■ **OBJECTIF**:
Combien de lignes des données ci-dessous contiennent la chaîne « Give », en respectant la casse ? Indiquez uniquement le nombre.

■ **DONNÉES FOURNIES**:
□ □ □ □ □
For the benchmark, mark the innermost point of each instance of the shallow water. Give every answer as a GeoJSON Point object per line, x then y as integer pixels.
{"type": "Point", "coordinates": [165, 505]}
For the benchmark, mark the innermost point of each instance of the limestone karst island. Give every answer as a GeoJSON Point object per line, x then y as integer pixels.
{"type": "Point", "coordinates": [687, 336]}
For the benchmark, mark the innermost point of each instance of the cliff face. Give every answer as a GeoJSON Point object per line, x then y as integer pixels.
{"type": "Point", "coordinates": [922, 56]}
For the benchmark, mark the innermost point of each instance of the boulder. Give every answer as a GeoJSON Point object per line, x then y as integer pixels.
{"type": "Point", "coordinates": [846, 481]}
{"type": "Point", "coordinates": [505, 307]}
□ □ □ □ □
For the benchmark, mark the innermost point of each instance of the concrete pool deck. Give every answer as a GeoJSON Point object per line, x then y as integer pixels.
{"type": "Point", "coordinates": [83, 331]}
□ □ □ □ □
■ **RÉPONSE**:
5